* [Supplied data]
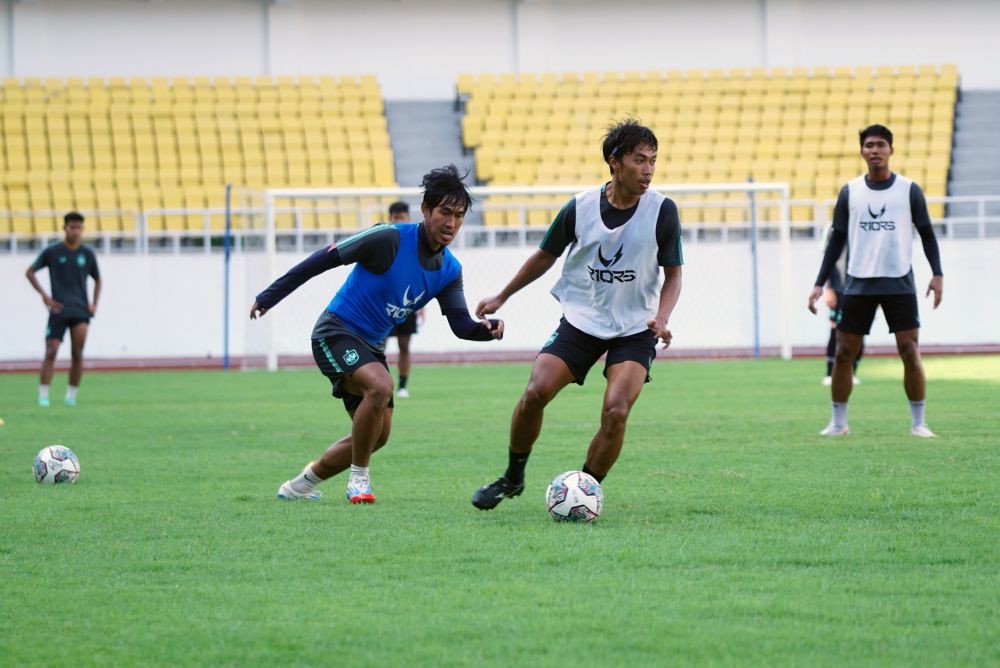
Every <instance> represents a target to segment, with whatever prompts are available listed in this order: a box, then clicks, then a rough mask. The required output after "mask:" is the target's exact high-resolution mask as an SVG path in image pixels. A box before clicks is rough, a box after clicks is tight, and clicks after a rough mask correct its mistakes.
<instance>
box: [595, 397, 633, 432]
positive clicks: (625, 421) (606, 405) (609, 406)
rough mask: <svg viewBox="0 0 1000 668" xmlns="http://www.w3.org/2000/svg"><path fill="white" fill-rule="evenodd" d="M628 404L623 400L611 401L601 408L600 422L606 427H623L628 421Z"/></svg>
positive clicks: (623, 427)
mask: <svg viewBox="0 0 1000 668" xmlns="http://www.w3.org/2000/svg"><path fill="white" fill-rule="evenodd" d="M628 414H629V406H628V404H627V403H624V402H611V403H608V404H605V405H604V408H603V409H602V410H601V422H602V424H604V425H605V426H606V427H610V428H613V429H624V428H625V423H626V422H627V421H628Z"/></svg>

* [Instructions to follow] Render the stretch from the first of the lines above through the one containing "positive clicks: (623, 427)" as a numbered list, skipping blank lines and leaving out the pictures.

* [Task solution]
1. Every <instance> represents a target to segment, with whatever prompts are available listed in this order: a box, then clicks, then a rough mask. The required output after "mask:" is the target's exact high-resolution mask as an SVG path in image pixels. A box before clicks is rough, a box after clicks is tight, and clicks after a rough mask correct its mistakes.
2. <instance>
3. box: [595, 397, 633, 432]
4. positive clicks: (625, 421) (606, 405) (609, 406)
5. rough mask: <svg viewBox="0 0 1000 668" xmlns="http://www.w3.org/2000/svg"><path fill="white" fill-rule="evenodd" d="M628 404L623 400L611 401L601 408L600 422L606 427H623L628 421Z"/></svg>
6. positive clicks: (623, 427)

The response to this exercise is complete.